### Task prompt
Write out the entries again exactly as they are given.

>> Begin

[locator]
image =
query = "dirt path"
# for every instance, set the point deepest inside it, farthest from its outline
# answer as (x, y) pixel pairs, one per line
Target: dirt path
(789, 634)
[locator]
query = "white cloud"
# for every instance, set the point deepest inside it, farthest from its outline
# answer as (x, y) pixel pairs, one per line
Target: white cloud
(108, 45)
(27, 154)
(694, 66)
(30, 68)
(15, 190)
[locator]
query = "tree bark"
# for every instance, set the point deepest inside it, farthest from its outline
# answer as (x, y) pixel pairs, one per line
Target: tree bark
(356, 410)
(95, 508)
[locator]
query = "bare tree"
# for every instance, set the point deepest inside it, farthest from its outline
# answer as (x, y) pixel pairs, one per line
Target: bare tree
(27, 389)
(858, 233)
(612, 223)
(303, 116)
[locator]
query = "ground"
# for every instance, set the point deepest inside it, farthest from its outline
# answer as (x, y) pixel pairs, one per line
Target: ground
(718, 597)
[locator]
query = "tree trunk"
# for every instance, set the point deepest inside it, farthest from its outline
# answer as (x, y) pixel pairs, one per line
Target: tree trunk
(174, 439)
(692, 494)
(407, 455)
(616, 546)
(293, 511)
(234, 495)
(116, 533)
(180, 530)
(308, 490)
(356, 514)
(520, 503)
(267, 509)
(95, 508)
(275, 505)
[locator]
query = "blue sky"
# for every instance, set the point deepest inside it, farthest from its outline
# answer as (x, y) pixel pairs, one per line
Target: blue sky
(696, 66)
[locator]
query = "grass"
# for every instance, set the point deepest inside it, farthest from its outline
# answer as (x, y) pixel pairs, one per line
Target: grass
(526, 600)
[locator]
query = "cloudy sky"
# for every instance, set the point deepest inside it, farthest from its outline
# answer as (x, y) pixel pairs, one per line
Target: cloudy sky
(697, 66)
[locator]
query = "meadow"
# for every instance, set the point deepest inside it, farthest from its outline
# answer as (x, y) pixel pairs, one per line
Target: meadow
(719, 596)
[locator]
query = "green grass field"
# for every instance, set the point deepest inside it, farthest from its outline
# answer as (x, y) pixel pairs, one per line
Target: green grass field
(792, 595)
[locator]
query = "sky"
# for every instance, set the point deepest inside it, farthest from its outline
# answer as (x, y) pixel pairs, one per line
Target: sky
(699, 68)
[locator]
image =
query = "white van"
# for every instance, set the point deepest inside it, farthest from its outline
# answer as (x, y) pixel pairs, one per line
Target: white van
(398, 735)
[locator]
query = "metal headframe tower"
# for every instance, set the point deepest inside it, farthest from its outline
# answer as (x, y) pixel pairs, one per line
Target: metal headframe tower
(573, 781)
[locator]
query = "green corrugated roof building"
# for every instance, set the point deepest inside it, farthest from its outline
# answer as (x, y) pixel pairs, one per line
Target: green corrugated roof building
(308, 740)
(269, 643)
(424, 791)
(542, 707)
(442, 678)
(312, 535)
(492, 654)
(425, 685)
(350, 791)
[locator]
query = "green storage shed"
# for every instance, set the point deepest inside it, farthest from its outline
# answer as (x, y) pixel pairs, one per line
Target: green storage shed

>> End

### Solution
[locator]
image =
query = "dirt path"
# for every instance, set the point deepest inside it, farthest from its outline
# answer as (x, y) pixel pairs, one per line
Target: dirt path
(789, 634)
[locator]
query = "white cloud"
# for every instance, set the point deepest inside it, farthest from its outline
# answer as (x, y) pixel pairs, one per line
Target: white cloud
(108, 45)
(27, 154)
(694, 66)
(30, 68)
(15, 190)
[locator]
query = "tree bark"
# for every instance, set the point deepest inside it, farthest from its outline
# answer as (x, y) pixel pairs, one per line
Target: tree bark
(356, 410)
(95, 508)
[locator]
query = "bare tree"
# for every instance, set the point deepest inside it, farthest from its outline
# answer as (x, y) pixel pairs, one per line
Target: bare tree
(27, 389)
(858, 233)
(612, 223)
(303, 116)
[locator]
query = "ground"
# for every instance, set the point deepest inside it, farthest from its outline
# answer as (x, y) pixel pairs, one per line
Target: ground
(718, 597)
[locator]
query = "tree trunk"
# for every instance, set the point deepest inside it, farthest from its outline
# answer as (x, y) pixel pairs, one per line
Target: tree trunk
(174, 439)
(692, 494)
(407, 455)
(616, 546)
(293, 511)
(234, 495)
(116, 533)
(180, 530)
(308, 490)
(356, 514)
(520, 503)
(267, 509)
(95, 508)
(275, 505)
[locator]
query = "blue sky"
# for every instance, set the point deepest inside it, farthest from its outline
# answer as (x, y) pixel pairs, one per line
Target: blue sky
(696, 66)
[locator]
query = "grass"
# for every instance, set the point deepest inside it, farthest from its outline
# answer as (x, y) pixel pairs, one per line
Target: grass
(526, 600)
[locator]
query = "cloudy sky"
# for every instance, set the point deepest inside it, farthest from its outline
# answer as (x, y) pixel pairs, one per line
Target: cloudy sky
(697, 66)
[locator]
query = "meadow"
# for every instance, set the point deepest inside it, farthest from its outline
# answer as (x, y) pixel pairs, one per line
Target: meadow
(719, 596)
[locator]
query = "green grass field"
# for every instance, set the point deepest inside it, farthest from its outline
# answer as (x, y) pixel pairs, one per line
Target: green grass field
(792, 595)
[locator]
query = "sky"
# for every instance, set the point deepest inside it, farthest from its outline
# answer as (x, y) pixel pairs, one per line
Target: sky
(699, 68)
[locator]
image =
query = "white van"
# for every instance, set the point deepest inside it, farthest from its outline
# answer as (x, y) pixel pairs, one per line
Target: white van
(398, 735)
[locator]
query = "metal headframe tower"
# for every instance, set the point deepest inside it, farthest from its outline
# answer as (x, y) pixel pairs, one per line
Target: metal headframe tower
(573, 781)
[locator]
query = "green corrugated roof building"
# for every instance, set the point deepest inside it, farthest from its outline
# answer as (x, y) pixel pairs, one per line
Target: green corrugated roof building
(308, 740)
(269, 643)
(424, 791)
(542, 707)
(442, 678)
(312, 535)
(492, 654)
(425, 685)
(350, 791)
[locator]
query = "green storage shed"
# for every instance, set the point deepest inside it, farthest from its outline
# answer as (x, y) pixel pairs, one per line
Target: green storage shed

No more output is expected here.